§ To do
The lines to copy run from the one containing "Target: sandy ground" through the last line of the listing; copy them exactly and nothing more.

§ Information supplied
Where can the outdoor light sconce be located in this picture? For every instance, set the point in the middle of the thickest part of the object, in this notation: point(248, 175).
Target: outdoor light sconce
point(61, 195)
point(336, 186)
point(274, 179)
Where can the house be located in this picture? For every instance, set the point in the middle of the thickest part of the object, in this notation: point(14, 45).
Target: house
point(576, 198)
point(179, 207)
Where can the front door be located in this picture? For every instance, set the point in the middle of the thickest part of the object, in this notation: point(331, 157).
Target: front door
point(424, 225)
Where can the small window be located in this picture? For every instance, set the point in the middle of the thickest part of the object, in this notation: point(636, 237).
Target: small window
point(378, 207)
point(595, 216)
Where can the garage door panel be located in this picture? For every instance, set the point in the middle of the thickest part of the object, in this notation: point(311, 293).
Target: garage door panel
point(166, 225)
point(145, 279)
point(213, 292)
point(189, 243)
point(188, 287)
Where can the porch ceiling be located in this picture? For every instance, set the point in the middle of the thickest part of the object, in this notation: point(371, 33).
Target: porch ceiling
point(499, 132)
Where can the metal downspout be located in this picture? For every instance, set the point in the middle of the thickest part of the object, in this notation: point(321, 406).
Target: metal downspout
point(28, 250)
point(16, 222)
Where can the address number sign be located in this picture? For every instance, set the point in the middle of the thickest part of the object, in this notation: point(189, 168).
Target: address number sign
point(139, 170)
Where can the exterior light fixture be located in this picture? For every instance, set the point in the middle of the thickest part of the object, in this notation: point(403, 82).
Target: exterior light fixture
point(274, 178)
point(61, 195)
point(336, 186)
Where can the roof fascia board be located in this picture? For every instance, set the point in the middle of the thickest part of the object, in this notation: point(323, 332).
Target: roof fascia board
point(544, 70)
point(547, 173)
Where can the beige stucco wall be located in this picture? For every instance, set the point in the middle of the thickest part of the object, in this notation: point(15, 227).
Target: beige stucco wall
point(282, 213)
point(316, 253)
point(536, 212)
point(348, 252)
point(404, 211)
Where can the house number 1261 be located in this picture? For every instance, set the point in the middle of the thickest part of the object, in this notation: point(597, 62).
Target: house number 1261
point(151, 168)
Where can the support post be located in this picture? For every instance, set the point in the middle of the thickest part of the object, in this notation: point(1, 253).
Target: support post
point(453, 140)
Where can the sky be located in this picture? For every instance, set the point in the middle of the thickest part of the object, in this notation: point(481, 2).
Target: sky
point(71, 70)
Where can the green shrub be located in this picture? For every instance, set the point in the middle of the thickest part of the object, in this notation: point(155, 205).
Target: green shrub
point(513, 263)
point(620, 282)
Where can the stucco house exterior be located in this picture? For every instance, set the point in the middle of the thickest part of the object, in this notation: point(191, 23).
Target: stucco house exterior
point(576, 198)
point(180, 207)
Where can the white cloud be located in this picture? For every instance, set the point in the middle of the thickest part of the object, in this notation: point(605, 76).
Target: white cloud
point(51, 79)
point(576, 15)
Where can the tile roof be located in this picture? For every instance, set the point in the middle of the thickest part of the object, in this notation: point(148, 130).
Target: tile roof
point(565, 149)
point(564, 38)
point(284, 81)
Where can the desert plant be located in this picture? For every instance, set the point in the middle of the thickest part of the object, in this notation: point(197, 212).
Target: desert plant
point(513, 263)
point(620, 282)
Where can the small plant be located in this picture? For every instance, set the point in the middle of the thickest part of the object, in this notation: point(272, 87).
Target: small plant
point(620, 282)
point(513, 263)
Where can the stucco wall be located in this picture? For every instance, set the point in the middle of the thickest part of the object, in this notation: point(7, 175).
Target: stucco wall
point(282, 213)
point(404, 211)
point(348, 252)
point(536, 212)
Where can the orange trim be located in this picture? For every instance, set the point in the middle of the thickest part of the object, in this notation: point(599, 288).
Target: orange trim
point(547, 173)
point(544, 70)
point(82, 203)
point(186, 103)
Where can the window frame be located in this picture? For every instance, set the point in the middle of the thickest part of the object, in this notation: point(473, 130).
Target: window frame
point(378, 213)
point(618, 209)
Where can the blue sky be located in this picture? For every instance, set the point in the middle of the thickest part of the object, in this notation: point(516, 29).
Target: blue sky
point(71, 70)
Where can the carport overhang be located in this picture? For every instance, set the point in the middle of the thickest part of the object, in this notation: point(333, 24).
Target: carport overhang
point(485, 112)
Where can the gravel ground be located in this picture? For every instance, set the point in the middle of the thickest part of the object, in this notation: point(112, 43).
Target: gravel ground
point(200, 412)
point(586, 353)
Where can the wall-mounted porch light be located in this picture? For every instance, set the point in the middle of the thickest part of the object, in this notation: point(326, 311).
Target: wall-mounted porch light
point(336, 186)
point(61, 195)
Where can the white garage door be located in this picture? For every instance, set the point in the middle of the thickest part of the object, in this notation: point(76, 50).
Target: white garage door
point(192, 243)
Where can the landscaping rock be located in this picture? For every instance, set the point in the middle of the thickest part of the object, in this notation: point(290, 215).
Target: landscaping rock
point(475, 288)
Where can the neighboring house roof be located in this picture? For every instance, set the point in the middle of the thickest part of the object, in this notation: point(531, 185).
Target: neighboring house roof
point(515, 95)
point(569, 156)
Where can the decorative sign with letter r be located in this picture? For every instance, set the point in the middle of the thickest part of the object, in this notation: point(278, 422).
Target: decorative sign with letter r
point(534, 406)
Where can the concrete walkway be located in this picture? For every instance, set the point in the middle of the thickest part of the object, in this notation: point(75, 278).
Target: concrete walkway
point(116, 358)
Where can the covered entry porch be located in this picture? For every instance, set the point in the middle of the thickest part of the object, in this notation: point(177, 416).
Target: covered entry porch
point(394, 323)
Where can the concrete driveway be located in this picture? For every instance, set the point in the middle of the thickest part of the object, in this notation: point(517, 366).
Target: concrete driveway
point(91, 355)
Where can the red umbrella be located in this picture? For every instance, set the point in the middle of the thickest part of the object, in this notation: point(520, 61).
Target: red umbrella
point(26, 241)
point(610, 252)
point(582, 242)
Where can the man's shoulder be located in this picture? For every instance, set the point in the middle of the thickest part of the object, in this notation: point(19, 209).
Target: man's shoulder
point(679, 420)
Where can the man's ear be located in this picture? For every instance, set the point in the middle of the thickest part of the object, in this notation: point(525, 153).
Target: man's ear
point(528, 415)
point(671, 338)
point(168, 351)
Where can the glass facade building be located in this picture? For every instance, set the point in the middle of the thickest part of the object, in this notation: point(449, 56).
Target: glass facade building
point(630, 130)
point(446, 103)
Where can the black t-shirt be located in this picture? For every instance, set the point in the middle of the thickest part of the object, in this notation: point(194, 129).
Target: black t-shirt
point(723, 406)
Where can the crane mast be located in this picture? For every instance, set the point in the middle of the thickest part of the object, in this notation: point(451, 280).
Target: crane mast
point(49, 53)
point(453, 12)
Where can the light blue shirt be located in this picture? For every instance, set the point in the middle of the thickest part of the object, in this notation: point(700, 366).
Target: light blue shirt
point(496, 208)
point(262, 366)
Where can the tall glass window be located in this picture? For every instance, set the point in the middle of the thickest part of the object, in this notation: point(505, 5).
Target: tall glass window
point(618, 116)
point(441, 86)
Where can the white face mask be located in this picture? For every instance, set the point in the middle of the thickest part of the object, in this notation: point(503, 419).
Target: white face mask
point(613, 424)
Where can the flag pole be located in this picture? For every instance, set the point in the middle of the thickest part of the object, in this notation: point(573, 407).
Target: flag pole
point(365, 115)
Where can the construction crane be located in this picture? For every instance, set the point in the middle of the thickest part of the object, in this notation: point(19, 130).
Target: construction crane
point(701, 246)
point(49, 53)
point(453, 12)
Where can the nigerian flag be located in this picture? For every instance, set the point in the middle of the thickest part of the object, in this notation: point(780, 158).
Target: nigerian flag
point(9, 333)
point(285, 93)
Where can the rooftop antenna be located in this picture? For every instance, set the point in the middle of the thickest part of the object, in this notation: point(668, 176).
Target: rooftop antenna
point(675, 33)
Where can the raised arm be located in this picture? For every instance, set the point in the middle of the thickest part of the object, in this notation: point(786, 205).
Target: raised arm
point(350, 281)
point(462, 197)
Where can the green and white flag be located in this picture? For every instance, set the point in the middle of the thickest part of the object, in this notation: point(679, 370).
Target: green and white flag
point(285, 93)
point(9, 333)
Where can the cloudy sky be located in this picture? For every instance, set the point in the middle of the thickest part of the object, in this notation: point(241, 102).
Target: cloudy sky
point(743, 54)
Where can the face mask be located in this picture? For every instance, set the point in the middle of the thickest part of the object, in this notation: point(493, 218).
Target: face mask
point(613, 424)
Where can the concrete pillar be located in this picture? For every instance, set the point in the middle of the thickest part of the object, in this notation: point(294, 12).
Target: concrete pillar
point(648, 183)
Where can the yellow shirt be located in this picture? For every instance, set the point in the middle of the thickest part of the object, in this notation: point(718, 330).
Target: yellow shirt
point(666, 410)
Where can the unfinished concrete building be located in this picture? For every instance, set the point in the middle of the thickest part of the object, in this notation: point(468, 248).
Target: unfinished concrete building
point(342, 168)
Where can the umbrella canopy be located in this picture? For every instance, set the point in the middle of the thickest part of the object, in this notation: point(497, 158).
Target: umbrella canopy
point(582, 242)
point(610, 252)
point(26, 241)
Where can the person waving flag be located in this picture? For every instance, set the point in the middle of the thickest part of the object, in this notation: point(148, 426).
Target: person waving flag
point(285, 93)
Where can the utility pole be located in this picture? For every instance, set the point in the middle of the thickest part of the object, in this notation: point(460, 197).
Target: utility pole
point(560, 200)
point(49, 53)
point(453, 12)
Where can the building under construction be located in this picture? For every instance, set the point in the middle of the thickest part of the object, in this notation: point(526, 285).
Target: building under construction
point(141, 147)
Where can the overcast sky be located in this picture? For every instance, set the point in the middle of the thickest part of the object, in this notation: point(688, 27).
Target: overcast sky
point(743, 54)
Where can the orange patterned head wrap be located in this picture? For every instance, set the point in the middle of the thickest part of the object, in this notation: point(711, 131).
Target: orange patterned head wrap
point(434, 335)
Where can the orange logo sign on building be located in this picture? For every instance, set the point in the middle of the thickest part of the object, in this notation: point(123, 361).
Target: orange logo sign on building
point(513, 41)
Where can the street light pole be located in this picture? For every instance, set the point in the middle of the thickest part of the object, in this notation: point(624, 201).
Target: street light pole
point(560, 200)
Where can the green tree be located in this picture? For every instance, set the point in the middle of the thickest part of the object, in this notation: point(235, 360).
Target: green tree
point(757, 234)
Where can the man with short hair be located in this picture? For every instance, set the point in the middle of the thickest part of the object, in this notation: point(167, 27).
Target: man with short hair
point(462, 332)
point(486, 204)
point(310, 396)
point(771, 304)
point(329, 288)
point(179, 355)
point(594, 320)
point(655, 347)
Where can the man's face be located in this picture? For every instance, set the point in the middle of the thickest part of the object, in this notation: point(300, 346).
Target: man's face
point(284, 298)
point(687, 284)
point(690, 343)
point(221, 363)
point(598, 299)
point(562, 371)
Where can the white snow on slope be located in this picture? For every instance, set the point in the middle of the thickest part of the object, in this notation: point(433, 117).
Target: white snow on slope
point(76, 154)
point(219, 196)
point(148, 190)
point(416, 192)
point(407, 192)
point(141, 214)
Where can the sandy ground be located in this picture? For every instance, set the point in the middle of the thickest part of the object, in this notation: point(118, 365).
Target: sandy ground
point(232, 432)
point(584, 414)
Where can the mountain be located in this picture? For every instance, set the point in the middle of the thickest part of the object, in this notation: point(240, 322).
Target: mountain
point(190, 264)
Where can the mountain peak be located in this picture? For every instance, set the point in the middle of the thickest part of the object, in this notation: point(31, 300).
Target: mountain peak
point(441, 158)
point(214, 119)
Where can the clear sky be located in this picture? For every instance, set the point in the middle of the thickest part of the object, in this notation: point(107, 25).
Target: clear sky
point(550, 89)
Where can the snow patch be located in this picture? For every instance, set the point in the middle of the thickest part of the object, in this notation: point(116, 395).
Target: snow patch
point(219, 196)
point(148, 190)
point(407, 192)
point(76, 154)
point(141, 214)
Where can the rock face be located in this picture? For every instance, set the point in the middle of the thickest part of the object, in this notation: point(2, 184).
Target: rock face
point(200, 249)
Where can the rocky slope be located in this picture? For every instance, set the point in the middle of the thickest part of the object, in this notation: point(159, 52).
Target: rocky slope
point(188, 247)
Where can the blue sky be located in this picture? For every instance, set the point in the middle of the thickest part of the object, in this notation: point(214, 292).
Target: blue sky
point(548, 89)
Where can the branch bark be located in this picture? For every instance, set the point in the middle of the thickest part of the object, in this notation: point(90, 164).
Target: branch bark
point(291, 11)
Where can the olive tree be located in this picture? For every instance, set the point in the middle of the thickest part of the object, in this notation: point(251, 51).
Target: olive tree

§ Your response
Target: sandy ground
point(232, 432)
point(584, 414)
Where can the mountain be located in this picture? For every instance, set the point in the middle of the thickest part of the object, in this notation: point(240, 322).
Target: mountain
point(190, 264)
Where can the mountain peak be located in this picture? For every instance, set the point in the middle of the thickest part of the object, in this notation: point(31, 300).
Target: mountain peak
point(441, 158)
point(214, 119)
Where can the clear sky be located in this picture? For every instance, set the point in the middle of the thickest part of the object, in this notation: point(107, 25).
Target: clear sky
point(550, 89)
Where can the snow patch be located in this picture? For every instance, set the point in the middle of the thickest part of the object, in this notation: point(116, 395).
Target: snow patch
point(219, 196)
point(148, 190)
point(407, 192)
point(76, 154)
point(141, 214)
Where can the rock face be located in this picture? For every instance, set the point in the middle of the thickest part of the object, in this notation: point(2, 184).
Target: rock face
point(200, 249)
Where can the rocky slope be located in this picture? For every instance, set the point in the middle of the thickest part of the object, in this notation: point(159, 52).
Target: rocky slope
point(188, 247)
Where can the blue sky be located in this picture? For every instance, set the point in the middle of the thickest part of the object, in this notation: point(214, 292).
Target: blue sky
point(548, 89)
Where can the branch bark be located in this picture? For every instance, set the point in the middle of the thickest part of the object, in this notation: point(90, 164).
Target: branch bark
point(291, 11)
Where can the olive tree be located in this picture? For every instance, set the point in the middle of the thickest part of the object, in this notation: point(251, 51).
Target: olive tree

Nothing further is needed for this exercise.